**Instrução escrita 1:**
Com base no trecho sobre capital e subjetividade, diga se cada afirmação concorda com ele, respondendo sim ou não e citando as palavras decisivas do trecho: (a) o capital teria colonizado o Inconsciente através da mídia e da indústria de propaganda; (b) esse diagnóstico continua suficiente hoje; (c) o novo modo de relação entre o capital e a subjetividade se instalou nas últimas décadas.

**Trecho fornecido:**

──────────

Chame-se como se quiser isto que nos rodeia, capitalismo cultural, economia imaterial, sociedade de espetáculo, era da biopolítica, o fato é que vemos instalar-se nas últimas décadas um novo modo de relação entre o capital e a subjetividade. O capital, [...] através da ascensão da mídia e da indústria de propaganda, teria penetrado e colonizado um enclave até então aparentemente inviolável, o Inconsciente. Mas esse diagnóstico é hoje insuficiente. Ele agora não só penetra nas esferas as mais infinitesimais da existência, mas também as mobiliza, ele as põe para trabalhar, ele as explora e amplia, produzindo uma plasticidade subjetiva sem precedentes, que ao mesmo tempo lhe escapa por todos os lados. (Pelbart, 2008, p.34-35)

──────────

(Trechos de dados de apontamento)
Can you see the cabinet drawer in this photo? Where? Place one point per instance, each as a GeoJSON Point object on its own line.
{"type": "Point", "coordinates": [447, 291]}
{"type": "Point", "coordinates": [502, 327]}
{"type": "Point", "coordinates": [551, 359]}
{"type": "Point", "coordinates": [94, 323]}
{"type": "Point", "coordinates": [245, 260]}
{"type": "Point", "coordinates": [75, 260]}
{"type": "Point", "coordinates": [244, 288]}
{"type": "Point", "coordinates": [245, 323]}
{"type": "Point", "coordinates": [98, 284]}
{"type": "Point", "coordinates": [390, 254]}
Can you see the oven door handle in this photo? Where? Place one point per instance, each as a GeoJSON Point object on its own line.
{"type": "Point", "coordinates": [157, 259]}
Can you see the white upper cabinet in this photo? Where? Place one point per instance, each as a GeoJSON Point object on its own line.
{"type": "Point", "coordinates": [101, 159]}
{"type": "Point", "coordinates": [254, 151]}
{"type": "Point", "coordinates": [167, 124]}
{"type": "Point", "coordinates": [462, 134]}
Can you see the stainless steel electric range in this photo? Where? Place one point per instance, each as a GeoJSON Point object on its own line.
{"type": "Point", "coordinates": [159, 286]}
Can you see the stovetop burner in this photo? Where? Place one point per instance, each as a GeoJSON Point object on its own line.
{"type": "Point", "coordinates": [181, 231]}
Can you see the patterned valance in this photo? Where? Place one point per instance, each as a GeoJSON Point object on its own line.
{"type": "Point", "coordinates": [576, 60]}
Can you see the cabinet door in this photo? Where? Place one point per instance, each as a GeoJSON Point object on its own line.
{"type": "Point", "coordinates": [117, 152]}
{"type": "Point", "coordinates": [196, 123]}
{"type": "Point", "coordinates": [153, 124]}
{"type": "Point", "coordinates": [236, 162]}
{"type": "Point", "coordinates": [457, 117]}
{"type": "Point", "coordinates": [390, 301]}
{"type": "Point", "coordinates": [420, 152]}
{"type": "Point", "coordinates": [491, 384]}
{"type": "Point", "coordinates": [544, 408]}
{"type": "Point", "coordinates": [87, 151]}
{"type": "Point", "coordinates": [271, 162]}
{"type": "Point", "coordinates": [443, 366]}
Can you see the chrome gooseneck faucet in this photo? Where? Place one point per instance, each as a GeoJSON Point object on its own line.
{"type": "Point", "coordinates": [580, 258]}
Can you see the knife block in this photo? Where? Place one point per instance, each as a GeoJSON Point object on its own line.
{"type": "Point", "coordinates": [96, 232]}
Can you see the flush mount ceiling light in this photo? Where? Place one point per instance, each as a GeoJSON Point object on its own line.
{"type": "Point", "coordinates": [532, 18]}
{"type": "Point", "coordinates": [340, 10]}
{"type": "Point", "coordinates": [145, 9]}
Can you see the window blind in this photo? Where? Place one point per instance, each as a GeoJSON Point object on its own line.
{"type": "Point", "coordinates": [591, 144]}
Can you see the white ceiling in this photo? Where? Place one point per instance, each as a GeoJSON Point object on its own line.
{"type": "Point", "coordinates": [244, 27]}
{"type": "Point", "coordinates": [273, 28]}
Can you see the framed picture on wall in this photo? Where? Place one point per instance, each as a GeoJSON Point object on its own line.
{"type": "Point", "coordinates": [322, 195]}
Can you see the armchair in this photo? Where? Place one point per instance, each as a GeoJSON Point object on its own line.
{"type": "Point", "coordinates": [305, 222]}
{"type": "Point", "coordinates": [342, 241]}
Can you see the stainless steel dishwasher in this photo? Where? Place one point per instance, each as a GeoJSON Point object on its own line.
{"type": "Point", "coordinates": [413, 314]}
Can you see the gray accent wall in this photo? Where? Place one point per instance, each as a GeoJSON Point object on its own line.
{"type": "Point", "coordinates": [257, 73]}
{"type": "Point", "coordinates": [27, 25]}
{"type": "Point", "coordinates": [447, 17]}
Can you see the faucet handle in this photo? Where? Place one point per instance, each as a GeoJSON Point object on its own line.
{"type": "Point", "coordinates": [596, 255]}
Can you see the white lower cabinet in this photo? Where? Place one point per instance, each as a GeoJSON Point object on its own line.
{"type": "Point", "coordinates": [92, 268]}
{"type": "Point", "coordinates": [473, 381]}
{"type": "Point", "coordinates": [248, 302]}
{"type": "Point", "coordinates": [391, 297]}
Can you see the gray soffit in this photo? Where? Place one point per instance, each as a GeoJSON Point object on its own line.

──────────

**Instrução escrita 2:**
Conte quantas linhas dos registros contêm a palavra "handle", levando em conta maiúsculas e minúsculas, e responda só com o número.

**Resposta da tarefa 1:**
(a) Sim: "através da ascensão da mídia e da indústria de propaganda, teria penetrado e colonizado um enclave até então aparentemente inviolável, o Inconsciente".
(b) Não: "Mas esse diagnóstico é hoje insuficiente."
(c) Sim: "vemos instalar-se nas últimas décadas um novo modo de relação entre o capital e a subjetividade".

**Resposta da tarefa 2:**
2